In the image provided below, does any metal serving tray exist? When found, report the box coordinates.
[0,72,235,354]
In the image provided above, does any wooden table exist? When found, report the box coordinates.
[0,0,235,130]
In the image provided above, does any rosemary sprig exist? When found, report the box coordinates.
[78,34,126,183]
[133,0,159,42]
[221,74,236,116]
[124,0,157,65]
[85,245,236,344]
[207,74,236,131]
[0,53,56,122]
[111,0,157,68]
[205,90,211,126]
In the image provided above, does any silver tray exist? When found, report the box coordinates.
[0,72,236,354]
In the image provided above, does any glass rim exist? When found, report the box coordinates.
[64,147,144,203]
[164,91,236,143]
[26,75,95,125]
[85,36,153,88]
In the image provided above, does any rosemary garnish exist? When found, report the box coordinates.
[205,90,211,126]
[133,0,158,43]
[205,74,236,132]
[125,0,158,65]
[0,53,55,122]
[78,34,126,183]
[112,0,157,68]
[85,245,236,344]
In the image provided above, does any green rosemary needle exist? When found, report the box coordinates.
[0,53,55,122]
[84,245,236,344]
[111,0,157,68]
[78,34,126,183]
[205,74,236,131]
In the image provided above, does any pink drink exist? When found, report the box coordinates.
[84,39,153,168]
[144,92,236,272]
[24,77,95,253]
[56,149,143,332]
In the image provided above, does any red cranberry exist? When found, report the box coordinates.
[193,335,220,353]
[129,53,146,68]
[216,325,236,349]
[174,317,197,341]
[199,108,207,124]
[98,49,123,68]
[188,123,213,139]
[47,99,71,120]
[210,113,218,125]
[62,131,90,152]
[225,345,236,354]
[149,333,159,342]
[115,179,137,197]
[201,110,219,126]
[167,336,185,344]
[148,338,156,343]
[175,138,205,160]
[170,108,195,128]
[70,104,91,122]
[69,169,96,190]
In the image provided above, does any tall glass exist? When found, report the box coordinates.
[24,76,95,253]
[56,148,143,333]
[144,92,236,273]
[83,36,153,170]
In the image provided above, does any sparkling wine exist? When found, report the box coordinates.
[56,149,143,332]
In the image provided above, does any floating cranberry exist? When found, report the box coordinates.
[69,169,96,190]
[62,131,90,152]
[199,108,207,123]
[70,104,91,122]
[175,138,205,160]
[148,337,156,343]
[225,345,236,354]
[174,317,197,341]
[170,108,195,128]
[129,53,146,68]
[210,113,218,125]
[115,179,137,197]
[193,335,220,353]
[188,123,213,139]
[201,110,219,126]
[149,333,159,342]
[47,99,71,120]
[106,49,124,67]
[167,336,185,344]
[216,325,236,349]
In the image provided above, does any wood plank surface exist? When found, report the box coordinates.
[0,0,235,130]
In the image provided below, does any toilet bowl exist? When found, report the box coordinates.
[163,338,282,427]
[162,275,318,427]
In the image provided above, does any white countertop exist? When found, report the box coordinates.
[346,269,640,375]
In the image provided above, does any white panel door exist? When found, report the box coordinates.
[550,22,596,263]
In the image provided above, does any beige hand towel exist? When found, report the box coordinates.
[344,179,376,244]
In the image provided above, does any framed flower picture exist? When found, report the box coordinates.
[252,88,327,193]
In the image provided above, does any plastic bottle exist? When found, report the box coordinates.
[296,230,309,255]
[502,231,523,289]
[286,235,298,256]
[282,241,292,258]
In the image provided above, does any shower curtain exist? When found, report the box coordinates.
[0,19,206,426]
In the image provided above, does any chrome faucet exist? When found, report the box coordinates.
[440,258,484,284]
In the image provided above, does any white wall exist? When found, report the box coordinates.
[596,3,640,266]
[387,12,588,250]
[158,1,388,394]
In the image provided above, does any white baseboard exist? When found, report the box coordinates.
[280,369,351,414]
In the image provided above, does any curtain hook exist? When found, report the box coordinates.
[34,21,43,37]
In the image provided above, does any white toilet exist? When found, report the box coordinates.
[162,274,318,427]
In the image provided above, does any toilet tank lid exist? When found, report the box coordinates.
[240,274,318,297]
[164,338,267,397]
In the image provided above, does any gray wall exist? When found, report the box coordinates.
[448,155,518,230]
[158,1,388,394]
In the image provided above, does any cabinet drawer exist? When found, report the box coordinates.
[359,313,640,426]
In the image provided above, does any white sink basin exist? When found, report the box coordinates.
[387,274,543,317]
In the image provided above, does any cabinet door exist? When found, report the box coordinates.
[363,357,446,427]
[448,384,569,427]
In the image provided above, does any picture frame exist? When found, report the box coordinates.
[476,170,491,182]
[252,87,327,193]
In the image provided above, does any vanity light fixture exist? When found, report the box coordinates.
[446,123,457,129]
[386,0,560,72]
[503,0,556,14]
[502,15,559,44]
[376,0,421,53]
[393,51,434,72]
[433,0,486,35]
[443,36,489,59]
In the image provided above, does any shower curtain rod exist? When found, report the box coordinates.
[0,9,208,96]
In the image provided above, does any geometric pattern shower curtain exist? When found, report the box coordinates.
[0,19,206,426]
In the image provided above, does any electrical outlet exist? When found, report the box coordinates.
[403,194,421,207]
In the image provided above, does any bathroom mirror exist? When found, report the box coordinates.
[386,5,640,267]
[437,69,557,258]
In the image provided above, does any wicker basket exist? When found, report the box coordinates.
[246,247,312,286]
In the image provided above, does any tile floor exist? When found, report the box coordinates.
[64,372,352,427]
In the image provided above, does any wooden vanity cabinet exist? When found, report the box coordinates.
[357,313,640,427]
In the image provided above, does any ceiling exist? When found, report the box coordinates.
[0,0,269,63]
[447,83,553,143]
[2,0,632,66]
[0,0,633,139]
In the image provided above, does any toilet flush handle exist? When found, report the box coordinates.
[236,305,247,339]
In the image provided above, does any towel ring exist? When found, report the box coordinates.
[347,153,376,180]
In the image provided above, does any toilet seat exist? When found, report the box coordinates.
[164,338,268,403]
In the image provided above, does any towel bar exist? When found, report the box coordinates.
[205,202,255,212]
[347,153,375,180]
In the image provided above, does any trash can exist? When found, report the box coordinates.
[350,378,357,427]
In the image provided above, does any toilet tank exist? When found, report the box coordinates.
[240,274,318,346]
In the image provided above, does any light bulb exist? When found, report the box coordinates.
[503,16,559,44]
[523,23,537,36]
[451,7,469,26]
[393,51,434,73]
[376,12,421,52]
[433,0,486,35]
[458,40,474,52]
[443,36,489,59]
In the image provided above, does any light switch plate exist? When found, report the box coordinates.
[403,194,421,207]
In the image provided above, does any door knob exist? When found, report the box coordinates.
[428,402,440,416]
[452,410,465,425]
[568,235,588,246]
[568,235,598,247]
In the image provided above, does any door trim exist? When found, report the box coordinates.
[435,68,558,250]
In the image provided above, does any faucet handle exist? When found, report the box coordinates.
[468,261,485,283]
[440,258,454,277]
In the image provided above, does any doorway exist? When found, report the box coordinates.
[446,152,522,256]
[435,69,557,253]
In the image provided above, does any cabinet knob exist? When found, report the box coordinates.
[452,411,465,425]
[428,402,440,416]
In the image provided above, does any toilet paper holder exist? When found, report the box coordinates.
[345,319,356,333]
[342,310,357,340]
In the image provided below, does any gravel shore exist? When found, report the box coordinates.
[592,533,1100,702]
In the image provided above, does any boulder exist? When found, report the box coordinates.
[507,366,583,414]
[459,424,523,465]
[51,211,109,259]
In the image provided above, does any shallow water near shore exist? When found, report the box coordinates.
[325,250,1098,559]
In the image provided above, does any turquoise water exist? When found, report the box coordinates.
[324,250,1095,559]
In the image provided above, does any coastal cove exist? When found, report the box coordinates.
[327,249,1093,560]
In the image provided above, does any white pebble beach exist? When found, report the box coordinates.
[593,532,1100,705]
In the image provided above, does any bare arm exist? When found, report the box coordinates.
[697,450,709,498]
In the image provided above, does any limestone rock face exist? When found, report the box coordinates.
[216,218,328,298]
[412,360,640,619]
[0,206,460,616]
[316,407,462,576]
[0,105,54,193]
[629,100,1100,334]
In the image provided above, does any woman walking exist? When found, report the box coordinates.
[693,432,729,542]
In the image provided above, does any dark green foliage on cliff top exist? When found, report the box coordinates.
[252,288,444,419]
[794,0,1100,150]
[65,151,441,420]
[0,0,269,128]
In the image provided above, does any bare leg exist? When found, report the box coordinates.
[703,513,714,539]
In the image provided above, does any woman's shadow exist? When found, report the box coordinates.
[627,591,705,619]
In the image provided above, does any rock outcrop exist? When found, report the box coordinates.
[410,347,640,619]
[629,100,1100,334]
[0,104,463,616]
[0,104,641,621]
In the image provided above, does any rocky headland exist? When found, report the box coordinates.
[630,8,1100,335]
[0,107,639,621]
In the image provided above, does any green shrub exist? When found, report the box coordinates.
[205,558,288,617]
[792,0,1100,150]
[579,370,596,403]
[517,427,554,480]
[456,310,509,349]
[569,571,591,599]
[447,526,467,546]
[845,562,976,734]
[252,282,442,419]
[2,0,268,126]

..............................

Problem requirements: Restate word for word the lines above, beginning with the one that contains "In the image provided above, does any shallow" and ending with the last line.

Exercise result:
In the image provided above, does any shallow water near shore exist? When found, report the box coordinates.
[325,250,1098,559]
In the image provided above, does any turquoise water exist? When found, report the box coordinates.
[324,250,1095,559]
In the image provided above, does any coastal cove exist? When found, report the box coordinates.
[327,249,1093,560]
In the image provided above, does any white pebble beach exist? When found, report the box coordinates.
[593,532,1100,705]
In the image provided above, does any bare arm exist? When found, report the box coordinates.
[697,450,709,498]
In the image provided above, does any limestone rock face exist? When found, report the box coordinates.
[216,218,328,298]
[412,360,640,619]
[0,206,460,616]
[316,407,462,576]
[0,105,54,193]
[629,100,1100,334]
In the image provided above, does any woman walking exist? When found, report the box coordinates.
[693,432,729,542]
In the image provided above, does any dark green foliage on cliff top exist? When found, report the box coordinates.
[252,288,444,419]
[794,0,1100,150]
[65,151,441,420]
[0,0,269,128]
In the image provided above, does any bare leg exist? When found, report the box coordinates.
[703,513,714,539]
In the image provided above, does any woman's shadow exist? When found, report the box coordinates.
[627,591,705,619]
In the image provided above, does any rock outcrop exist? When found, report the box coordinates.
[410,347,640,619]
[629,100,1100,334]
[0,104,463,616]
[0,104,641,621]
In the image provided above, does any rocky headland exist? When found, report the box coordinates.
[630,8,1100,335]
[0,107,639,621]
In the image provided above, does any green shrub exist? When found, report the box coordinates.
[205,558,288,617]
[792,0,1100,150]
[579,370,596,403]
[517,427,554,480]
[456,310,509,349]
[569,571,591,599]
[447,526,467,546]
[845,562,976,734]
[252,282,442,419]
[2,0,268,126]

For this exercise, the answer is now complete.